## THE EXERCISE
Retype all of the records below verbatim, leaving out the pictures.

## MATERIAL PROVIDED

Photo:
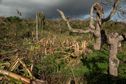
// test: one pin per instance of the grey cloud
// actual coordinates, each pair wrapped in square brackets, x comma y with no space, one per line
[72,8]
[28,8]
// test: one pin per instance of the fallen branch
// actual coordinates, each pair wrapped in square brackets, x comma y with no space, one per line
[21,78]
[15,76]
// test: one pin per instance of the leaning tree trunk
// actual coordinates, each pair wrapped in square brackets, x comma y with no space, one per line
[97,35]
[114,40]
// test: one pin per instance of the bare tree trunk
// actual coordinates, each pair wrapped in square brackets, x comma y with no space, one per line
[114,39]
[36,30]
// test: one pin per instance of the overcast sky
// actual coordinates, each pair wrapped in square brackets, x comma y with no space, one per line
[72,8]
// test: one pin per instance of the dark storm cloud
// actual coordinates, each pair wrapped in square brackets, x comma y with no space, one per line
[73,8]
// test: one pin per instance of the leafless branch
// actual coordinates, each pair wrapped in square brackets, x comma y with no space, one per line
[69,26]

## EXERCISE ANSWER
Photo:
// test: one pin per instance of the grey cloud
// actual coordinates, each pair wrapped in square brackets, x comma y with no space, one per line
[72,8]
[28,8]
// test: one pin per instance of the fallen branch
// actual coordinates, each pair wrapped in square brackets, x comma y with no space, one per line
[21,78]
[15,76]
// test: one pin per instance of the leaning tree trunk
// actual coordinates, each pair wrapped in square brackets, x comma y with no space, one per line
[97,35]
[114,40]
// test: one pin per instance of the bare tree trunk
// actual coordinates, each pair wrapped in square brackets, x comma y with no space, one per line
[114,39]
[36,30]
// test: one pin per instance of the overcast sky
// actual coordinates, each pair wrapped in square brackets, x comma y with no space, one per line
[72,8]
// test: one pin per instance of the dark storm cloud
// actual coordinates, each pair wrapped in square brackets, x comma y with no space, one per line
[73,8]
// test: one pin per instance of the leafless branch
// actual coordinates, each pair wrapped in square brackets, x comma y with no space, one per line
[69,26]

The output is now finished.